*ACTIVITY:* Could you output the complete listing given below exactly?

*EXCERPTED RECORDS:*
Content starts

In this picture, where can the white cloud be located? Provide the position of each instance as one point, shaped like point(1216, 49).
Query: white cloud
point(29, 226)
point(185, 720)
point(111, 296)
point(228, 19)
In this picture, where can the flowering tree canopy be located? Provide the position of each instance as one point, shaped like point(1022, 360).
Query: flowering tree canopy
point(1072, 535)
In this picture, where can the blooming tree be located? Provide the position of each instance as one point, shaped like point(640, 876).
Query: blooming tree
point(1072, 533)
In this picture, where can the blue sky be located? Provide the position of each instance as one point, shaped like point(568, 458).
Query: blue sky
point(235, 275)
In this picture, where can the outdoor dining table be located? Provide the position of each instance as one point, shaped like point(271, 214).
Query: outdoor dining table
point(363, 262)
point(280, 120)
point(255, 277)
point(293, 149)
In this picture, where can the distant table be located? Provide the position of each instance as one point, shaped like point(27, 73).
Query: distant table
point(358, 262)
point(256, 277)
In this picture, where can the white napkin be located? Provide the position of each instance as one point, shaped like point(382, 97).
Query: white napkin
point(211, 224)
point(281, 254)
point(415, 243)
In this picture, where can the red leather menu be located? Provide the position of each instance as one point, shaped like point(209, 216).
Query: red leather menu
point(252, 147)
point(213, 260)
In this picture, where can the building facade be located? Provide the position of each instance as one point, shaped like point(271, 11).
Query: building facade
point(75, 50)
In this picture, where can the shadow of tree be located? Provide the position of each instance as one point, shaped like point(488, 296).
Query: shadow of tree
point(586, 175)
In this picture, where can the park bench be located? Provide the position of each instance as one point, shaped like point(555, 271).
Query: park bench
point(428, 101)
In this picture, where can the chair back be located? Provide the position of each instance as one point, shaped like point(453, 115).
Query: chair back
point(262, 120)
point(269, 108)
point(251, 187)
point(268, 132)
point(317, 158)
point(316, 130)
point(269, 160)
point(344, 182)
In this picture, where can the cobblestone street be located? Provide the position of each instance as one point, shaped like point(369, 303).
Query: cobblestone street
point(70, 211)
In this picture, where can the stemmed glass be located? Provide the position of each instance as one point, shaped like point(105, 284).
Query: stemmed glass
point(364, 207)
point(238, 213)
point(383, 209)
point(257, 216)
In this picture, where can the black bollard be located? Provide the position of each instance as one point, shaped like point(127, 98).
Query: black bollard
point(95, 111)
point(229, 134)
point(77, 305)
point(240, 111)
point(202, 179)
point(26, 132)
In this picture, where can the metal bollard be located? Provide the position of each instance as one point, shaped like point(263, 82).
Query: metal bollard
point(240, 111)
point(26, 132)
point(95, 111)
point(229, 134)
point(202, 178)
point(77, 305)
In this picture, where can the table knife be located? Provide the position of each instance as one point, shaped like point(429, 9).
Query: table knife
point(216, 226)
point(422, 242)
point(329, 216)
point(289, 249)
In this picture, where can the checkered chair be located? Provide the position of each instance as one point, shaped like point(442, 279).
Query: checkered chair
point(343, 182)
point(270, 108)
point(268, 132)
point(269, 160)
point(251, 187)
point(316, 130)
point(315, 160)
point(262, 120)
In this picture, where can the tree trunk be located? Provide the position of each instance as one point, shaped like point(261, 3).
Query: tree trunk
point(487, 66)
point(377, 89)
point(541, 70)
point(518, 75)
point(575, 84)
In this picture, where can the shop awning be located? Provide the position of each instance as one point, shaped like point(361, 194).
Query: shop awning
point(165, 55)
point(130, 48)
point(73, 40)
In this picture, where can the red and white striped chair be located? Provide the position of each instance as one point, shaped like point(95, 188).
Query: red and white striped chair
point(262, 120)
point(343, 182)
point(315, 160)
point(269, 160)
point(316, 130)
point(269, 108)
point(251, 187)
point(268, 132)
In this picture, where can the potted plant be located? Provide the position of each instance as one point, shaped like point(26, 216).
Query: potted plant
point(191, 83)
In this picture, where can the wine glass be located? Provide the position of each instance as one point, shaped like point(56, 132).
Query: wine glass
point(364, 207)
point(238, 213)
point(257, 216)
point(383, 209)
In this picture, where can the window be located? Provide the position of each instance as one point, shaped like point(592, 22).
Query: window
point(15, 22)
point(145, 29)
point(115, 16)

Content ends

*RESPONSE TO THIS EXERCISE:*
In this picture, where can the white cloud be located? Provide the position of each instance as one point, shaped like point(1216, 49).
Query: white cloud
point(29, 226)
point(185, 720)
point(111, 296)
point(228, 19)
In this picture, where can the flowering tree canopy be located? Provide the position of each instance as one point, shaped like point(1022, 360).
Query: flowering tree canopy
point(1072, 535)
In this picture, where can the blooming tree be located? Provide the position of each instance as one point, shaped like point(640, 876).
Query: blooming tree
point(1072, 533)
In this picture, where can the blue sky be located? Provide the position of each instance as one point, shaped like point(568, 458).
Query: blue sky
point(235, 275)
In this picture, where can the outdoor dining table be located? Provide the position of each instance as one point, shaped like point(271, 214).
Query: outdoor dining table
point(363, 262)
point(280, 120)
point(255, 277)
point(293, 149)
In this picture, where can the distant table be located? Provide the position of each instance as one point, shaped like point(27, 73).
Query: distant table
point(358, 262)
point(256, 277)
In this picture, where can the white napkin be located? Provide the position of each instance as one point, shaped like point(382, 97).
Query: white napkin
point(211, 224)
point(281, 254)
point(415, 243)
In this picture, where can the red leather menu be located? Provide the position of each instance as one point, shaped like point(209, 216).
Query: red leather menu
point(252, 147)
point(213, 260)
In this picture, where can the building facade be located? Provide the position of each instance as one point, shaped like point(271, 11).
Query: building facade
point(75, 50)
In this picture, where can the shadow of tree be located? Provide the position of each instance as one point, shaped like point(488, 296).
Query: shadow of tree
point(586, 175)
In this picture, where can the park bench be located? Provide the position of each instance as one point, shaped like point(555, 271).
Query: park bench
point(428, 101)
In this picture, where can the chair back be located? Provide the position of each instance as one point, shaped like point(453, 115).
Query: chair back
point(262, 120)
point(269, 108)
point(251, 187)
point(268, 132)
point(317, 158)
point(316, 130)
point(269, 160)
point(344, 182)
In this picture, where can the cobblestone street be located? Provide the position of each instance as one point, shaped like point(369, 303).
Query: cobblestone street
point(70, 211)
In this picture, where can the stemmed glass be located? Provide the position of each instance as one point, shaped like point(105, 284).
Query: stemmed glass
point(364, 207)
point(238, 213)
point(383, 209)
point(257, 216)
In this picture, where can the black bollard be located? Provide the position of each instance as one point, shaped like point(127, 98).
Query: black bollard
point(95, 111)
point(229, 134)
point(77, 305)
point(240, 111)
point(202, 179)
point(26, 132)
In this picture, where can the metal bollard be located? Provide the position of each instance as one point, shaped like point(263, 82).
Query: metal bollard
point(240, 111)
point(26, 132)
point(95, 111)
point(229, 134)
point(202, 178)
point(77, 305)
In this picture, where can the table knife be located? Provide the position of each instance as one point, shaped like point(429, 9).
Query: table knife
point(216, 226)
point(422, 242)
point(329, 216)
point(289, 249)
In this picture, where can the checkered chair be located? Provide the position of each instance as one point, shaped like point(442, 279).
Query: checkered chair
point(343, 182)
point(270, 108)
point(268, 132)
point(269, 160)
point(251, 187)
point(316, 130)
point(315, 160)
point(262, 120)
In this picture, where can the tree trunk be located? Provide the position of each instance as one point, shaped like point(261, 3).
Query: tree trunk
point(487, 66)
point(377, 89)
point(541, 70)
point(518, 75)
point(575, 84)
In this picture, where can the shop awning be located? Provide the position of each instance as one point, shaped like point(361, 194).
Query: shop awning
point(165, 55)
point(130, 48)
point(73, 40)
In this picture, where can the red and white striped chair be located? Provide the position of each instance as one point, shaped like point(95, 188).
Query: red and white striped chair
point(262, 120)
point(343, 182)
point(315, 160)
point(269, 160)
point(316, 130)
point(269, 108)
point(251, 187)
point(268, 132)
In this picture, where can the potted plant be located? Provide the position of each instance as one point, shaped like point(26, 216).
Query: potted plant
point(191, 83)
In this picture, where can the wine glass be located? Provide the position of each instance as one point, shaped like point(56, 132).
Query: wine glass
point(364, 207)
point(238, 213)
point(257, 216)
point(383, 209)
In this picture, where can the window be located? Provide the position of each instance as one point, shaped like point(592, 22).
Query: window
point(15, 22)
point(145, 29)
point(115, 16)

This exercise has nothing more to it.